Collected data entries:

• • • • • • •

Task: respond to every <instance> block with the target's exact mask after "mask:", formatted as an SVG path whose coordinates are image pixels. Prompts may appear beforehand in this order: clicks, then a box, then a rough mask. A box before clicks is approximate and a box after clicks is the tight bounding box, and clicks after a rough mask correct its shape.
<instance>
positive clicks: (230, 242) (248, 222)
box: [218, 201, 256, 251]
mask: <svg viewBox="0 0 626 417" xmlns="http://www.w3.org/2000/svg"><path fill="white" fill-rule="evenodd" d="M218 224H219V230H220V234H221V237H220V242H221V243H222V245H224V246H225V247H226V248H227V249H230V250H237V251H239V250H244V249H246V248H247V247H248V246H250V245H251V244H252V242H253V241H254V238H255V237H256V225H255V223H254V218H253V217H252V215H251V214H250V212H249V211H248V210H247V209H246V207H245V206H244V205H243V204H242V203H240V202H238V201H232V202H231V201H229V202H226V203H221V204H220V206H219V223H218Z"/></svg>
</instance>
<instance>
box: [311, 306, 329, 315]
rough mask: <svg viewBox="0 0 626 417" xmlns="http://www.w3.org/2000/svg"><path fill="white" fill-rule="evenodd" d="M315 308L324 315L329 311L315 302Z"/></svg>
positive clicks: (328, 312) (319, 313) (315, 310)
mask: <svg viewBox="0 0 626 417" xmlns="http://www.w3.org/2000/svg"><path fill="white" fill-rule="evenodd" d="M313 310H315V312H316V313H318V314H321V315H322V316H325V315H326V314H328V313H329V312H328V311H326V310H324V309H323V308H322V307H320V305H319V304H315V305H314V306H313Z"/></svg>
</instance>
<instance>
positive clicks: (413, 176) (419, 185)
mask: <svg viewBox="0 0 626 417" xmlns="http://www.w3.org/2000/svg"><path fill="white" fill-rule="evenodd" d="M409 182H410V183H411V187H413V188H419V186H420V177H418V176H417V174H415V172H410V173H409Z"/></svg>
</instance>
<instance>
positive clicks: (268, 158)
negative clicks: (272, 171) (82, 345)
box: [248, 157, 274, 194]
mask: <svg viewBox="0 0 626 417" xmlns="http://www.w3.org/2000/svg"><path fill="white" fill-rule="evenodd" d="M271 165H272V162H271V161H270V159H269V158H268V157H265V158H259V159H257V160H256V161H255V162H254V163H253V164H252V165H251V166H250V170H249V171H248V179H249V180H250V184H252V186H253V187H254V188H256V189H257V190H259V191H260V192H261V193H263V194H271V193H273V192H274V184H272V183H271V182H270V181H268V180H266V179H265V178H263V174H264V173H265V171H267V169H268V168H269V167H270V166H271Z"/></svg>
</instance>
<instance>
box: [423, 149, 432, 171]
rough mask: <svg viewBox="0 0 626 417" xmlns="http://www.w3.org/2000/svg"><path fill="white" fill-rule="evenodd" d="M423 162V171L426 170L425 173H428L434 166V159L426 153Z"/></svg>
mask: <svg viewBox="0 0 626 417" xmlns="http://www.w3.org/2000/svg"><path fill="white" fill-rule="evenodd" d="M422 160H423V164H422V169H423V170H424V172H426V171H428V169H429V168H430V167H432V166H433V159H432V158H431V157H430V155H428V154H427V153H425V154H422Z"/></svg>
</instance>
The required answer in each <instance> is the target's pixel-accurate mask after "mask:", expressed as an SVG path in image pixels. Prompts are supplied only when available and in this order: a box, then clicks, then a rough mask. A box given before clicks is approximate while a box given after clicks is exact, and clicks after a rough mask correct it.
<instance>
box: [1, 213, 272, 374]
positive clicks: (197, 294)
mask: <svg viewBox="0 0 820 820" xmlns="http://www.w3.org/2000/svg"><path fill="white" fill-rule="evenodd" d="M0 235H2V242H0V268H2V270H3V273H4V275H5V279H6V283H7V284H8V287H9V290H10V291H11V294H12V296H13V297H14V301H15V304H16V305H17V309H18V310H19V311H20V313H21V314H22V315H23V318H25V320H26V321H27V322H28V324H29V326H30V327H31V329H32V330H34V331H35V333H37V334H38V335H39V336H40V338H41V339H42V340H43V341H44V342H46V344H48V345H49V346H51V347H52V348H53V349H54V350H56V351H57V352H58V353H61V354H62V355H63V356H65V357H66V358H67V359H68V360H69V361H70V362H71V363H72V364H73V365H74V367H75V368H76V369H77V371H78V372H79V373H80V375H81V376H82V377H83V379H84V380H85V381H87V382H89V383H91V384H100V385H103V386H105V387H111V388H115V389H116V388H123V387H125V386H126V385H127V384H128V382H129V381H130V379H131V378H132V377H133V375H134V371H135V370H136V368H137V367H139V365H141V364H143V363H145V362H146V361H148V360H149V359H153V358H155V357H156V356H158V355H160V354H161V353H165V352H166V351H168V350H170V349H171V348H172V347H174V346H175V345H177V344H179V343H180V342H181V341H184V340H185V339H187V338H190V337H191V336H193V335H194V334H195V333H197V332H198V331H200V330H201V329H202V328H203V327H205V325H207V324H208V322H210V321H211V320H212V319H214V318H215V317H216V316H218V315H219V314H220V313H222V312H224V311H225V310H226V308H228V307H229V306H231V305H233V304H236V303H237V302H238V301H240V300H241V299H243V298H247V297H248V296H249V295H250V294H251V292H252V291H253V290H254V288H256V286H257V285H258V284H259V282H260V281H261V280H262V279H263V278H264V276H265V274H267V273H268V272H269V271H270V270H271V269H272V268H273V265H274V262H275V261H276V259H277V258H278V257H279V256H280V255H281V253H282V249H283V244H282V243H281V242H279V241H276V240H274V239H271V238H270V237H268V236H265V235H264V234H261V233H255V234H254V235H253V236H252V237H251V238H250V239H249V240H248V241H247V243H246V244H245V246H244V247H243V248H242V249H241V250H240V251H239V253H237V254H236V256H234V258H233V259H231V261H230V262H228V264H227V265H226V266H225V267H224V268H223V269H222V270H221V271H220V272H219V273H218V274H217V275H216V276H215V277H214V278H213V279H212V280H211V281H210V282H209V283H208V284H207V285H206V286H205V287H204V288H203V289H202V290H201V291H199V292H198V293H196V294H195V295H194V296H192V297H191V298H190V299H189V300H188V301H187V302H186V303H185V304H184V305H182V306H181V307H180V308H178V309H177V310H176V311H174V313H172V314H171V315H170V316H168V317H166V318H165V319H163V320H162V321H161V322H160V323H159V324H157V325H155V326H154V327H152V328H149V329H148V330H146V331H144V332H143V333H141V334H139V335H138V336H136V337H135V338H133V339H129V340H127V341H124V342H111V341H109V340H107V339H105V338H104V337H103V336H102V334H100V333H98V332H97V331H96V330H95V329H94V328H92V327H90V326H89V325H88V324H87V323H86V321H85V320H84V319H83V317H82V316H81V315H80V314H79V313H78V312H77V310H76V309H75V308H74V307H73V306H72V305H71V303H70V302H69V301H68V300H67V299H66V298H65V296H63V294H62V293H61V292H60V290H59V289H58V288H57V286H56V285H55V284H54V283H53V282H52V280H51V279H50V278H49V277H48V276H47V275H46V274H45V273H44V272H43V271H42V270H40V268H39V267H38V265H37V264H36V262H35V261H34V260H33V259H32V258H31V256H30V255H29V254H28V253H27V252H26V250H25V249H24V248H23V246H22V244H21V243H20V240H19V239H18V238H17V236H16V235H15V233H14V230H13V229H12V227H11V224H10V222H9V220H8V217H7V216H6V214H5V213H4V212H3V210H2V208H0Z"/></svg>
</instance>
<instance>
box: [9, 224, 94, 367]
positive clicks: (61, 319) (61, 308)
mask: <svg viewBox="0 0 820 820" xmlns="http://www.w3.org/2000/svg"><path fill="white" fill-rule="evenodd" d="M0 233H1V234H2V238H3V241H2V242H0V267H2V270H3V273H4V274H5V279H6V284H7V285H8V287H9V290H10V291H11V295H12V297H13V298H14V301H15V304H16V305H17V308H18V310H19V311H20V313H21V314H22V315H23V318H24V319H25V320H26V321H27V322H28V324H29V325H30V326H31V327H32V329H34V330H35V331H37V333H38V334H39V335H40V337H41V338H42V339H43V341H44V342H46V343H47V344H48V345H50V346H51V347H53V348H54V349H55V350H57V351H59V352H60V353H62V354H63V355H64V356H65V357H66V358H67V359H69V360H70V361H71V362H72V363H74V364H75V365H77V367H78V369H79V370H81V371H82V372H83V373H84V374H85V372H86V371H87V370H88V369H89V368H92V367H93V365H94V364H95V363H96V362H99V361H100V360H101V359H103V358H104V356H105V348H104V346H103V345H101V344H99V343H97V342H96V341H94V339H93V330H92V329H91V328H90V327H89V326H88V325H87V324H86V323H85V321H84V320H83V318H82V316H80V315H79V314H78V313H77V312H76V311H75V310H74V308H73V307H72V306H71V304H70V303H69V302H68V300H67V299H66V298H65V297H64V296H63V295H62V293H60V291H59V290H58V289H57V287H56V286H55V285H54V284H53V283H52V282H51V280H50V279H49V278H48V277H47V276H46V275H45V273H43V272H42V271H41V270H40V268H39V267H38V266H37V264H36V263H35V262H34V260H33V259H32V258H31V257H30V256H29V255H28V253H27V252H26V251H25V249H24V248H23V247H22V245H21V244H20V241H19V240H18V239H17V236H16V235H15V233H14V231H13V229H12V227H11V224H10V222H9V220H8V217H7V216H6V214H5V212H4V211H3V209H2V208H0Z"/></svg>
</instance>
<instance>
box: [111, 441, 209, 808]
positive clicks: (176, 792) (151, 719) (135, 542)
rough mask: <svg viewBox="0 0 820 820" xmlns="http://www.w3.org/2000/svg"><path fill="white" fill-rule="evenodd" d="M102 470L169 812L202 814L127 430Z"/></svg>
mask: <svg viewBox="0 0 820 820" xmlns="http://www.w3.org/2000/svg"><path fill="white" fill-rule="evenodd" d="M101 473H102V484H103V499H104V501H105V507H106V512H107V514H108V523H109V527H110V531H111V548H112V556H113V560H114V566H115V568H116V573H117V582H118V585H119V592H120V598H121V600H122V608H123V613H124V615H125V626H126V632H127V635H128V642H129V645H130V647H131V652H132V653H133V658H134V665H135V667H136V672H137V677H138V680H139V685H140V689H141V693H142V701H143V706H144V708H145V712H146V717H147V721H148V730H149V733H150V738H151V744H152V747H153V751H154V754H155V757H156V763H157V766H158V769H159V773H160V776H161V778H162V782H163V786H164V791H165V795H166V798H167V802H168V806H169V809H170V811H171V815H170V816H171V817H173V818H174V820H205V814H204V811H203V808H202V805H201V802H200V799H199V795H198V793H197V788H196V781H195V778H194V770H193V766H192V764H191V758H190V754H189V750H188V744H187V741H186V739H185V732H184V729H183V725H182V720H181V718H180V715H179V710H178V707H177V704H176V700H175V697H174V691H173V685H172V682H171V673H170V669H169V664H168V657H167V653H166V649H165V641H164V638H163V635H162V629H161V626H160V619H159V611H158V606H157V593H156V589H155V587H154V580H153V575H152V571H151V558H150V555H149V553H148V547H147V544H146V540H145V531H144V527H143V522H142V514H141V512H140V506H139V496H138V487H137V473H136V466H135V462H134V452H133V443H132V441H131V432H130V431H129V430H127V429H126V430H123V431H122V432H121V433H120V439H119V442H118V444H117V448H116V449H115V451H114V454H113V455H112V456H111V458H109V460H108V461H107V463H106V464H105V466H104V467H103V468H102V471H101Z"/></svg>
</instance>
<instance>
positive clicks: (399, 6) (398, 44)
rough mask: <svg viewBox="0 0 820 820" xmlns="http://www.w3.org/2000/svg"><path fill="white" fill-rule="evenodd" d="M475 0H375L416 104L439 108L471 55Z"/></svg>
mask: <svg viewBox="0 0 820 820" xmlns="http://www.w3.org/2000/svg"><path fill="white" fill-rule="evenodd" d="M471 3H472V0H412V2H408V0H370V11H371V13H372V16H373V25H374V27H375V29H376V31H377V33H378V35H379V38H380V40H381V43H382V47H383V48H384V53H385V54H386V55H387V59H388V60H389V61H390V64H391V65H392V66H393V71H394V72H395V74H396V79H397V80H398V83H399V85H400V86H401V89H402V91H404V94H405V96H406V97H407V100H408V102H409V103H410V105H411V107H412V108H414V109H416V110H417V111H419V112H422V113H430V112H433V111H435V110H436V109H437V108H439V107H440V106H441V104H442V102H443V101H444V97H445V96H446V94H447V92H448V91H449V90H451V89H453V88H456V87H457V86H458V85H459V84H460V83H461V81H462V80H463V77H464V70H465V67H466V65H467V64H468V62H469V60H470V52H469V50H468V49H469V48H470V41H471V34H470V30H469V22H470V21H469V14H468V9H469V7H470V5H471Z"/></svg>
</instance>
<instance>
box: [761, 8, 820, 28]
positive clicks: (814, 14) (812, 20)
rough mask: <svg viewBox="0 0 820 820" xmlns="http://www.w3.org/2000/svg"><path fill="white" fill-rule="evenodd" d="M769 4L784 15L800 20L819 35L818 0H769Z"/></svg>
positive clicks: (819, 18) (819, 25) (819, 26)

• • • • • • •

• [What the exercise asks]: Transcribe the records above exactly, beginning at the line that contains "The required answer" and ending with the line that contains "box: [1, 213, 272, 374]", both included, and nothing else.

• [Expected answer]:
The required answer in each <instance> is the target's pixel-accurate mask after "mask:", expressed as an SVG path in image pixels. Prompts are supplied only when available and in this order: a box, then clicks, then a rough mask. A box given before clicks is approximate while a box given after clicks is exact, and clicks after a rough mask correct it.
<instance>
box: [1, 213, 272, 374]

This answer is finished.